• [WORK TASK]
Retype the passage from the Eagle River Station letter below word for word, beginning at the words "Brendan Harrington" and stopping after the words "handicap that lifestyle.".

• [TEXT]

:::

No, no and … no to Eagle River Station |

No, no and … no to Eagle River Station

Brendan Harrington
Eagle, CO, Colorado

I am a resident of Eagle, and I am strongly opposed to the Eagle River Station project.

The massive development, as proposed, is the wrong way to approach our growth and would be detrimental to the future of our community. The list of drawbacks is extensive ” from environmental damage to lifestyle damage to being very costly for the people of Eagle ” while there is only one good argument for it: money.

Proponents argue that ERS would bring money into the town of Eagle. Well, so would myriad other projects and ideas that would not damage our unique town. Much more than money, our prosperity as a community lies in the quality of life here. The promise of our future lies in the lifestyle that we, the residents of Eagle, chose when we moved here. ERS would seriously handicap that lifestyle.

:::

• [DATASET EXCERPTS]
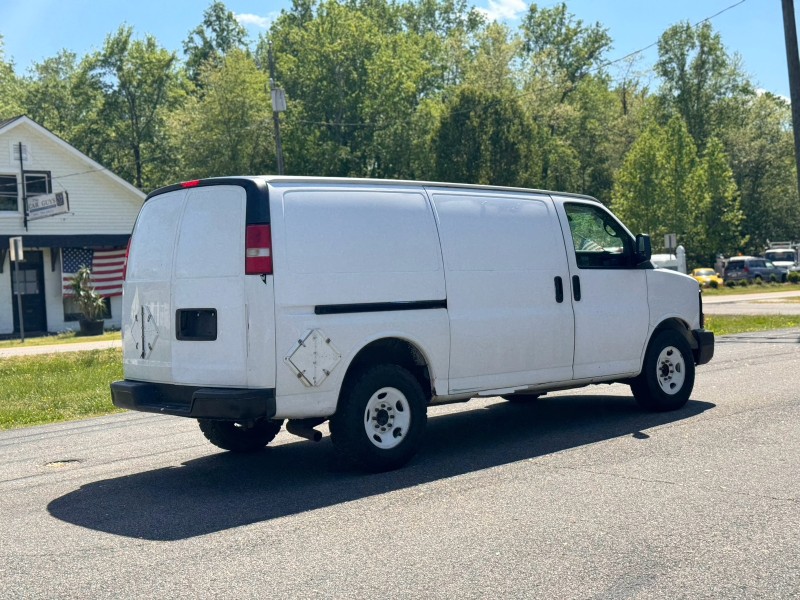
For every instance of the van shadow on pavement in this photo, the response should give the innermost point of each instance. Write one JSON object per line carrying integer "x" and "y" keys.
{"x": 226, "y": 490}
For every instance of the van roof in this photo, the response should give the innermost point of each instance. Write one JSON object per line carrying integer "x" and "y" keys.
{"x": 269, "y": 179}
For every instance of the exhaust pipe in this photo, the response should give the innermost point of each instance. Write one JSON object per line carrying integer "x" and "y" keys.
{"x": 304, "y": 428}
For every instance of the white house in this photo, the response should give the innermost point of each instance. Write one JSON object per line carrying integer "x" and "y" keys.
{"x": 69, "y": 211}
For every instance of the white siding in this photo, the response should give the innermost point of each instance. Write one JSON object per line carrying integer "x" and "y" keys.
{"x": 100, "y": 204}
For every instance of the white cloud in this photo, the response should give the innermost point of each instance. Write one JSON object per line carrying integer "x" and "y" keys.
{"x": 246, "y": 19}
{"x": 504, "y": 10}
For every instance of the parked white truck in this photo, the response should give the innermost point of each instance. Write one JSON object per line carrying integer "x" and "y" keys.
{"x": 783, "y": 254}
{"x": 249, "y": 301}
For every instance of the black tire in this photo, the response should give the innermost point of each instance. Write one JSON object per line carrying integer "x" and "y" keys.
{"x": 381, "y": 418}
{"x": 521, "y": 398}
{"x": 239, "y": 438}
{"x": 667, "y": 376}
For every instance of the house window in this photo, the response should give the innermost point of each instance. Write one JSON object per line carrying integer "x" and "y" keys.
{"x": 28, "y": 283}
{"x": 37, "y": 183}
{"x": 15, "y": 152}
{"x": 8, "y": 192}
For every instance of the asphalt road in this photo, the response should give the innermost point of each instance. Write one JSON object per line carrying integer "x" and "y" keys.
{"x": 765, "y": 303}
{"x": 577, "y": 495}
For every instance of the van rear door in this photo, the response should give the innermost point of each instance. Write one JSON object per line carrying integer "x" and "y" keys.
{"x": 192, "y": 316}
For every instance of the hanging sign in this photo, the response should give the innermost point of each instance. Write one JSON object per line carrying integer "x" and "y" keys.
{"x": 47, "y": 205}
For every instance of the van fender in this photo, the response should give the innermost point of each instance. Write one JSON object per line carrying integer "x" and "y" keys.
{"x": 675, "y": 323}
{"x": 387, "y": 347}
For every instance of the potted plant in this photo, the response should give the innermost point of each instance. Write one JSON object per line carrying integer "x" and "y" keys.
{"x": 91, "y": 304}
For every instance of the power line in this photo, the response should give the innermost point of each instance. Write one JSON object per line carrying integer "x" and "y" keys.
{"x": 521, "y": 94}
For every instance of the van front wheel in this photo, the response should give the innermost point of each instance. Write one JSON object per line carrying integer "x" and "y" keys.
{"x": 238, "y": 437}
{"x": 381, "y": 418}
{"x": 667, "y": 376}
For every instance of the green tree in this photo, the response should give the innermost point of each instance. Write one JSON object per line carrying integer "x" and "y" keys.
{"x": 485, "y": 138}
{"x": 568, "y": 95}
{"x": 11, "y": 88}
{"x": 700, "y": 81}
{"x": 355, "y": 77}
{"x": 215, "y": 37}
{"x": 140, "y": 85}
{"x": 716, "y": 214}
{"x": 560, "y": 49}
{"x": 652, "y": 191}
{"x": 65, "y": 97}
{"x": 227, "y": 130}
{"x": 761, "y": 150}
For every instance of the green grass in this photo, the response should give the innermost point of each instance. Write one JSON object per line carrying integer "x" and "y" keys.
{"x": 57, "y": 387}
{"x": 75, "y": 385}
{"x": 68, "y": 337}
{"x": 729, "y": 324}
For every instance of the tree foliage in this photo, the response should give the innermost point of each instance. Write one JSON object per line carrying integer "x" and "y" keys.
{"x": 429, "y": 89}
{"x": 212, "y": 40}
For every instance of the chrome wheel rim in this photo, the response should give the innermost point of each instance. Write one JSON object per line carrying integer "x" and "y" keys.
{"x": 387, "y": 418}
{"x": 671, "y": 370}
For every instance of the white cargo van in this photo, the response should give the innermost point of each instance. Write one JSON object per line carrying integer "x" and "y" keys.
{"x": 250, "y": 301}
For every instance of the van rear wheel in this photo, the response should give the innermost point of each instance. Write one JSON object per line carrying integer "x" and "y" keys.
{"x": 667, "y": 376}
{"x": 381, "y": 418}
{"x": 238, "y": 437}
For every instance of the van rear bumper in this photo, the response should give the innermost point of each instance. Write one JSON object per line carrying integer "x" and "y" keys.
{"x": 705, "y": 346}
{"x": 228, "y": 404}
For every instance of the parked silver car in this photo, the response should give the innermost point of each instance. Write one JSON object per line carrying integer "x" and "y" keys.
{"x": 753, "y": 269}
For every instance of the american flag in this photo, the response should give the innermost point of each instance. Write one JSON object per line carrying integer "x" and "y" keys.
{"x": 106, "y": 267}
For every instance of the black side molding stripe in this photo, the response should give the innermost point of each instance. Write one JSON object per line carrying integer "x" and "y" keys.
{"x": 340, "y": 309}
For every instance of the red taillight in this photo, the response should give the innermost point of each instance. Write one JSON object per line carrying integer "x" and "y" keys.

:::

• [RESULT OF THE EXERCISE]
Brendan Harrington
Eagle, CO, Colorado

I am a resident of Eagle, and I am strongly opposed to the Eagle River Station project.

The massive development, as proposed, is the wrong way to approach our growth and would be detrimental to the future of our community. The list of drawbacks is extensive ” from environmental damage to lifestyle damage to being very costly for the people of Eagle ” while there is only one good argument for it: money.

Proponents argue that ERS would bring money into the town of Eagle. Well, so would myriad other projects and ideas that would not damage our unique town. Much more than money, our prosperity as a community lies in the quality of life here. The promise of our future lies in the lifestyle that we, the residents of Eagle, chose when we moved here. ERS would seriously handicap that lifestyle.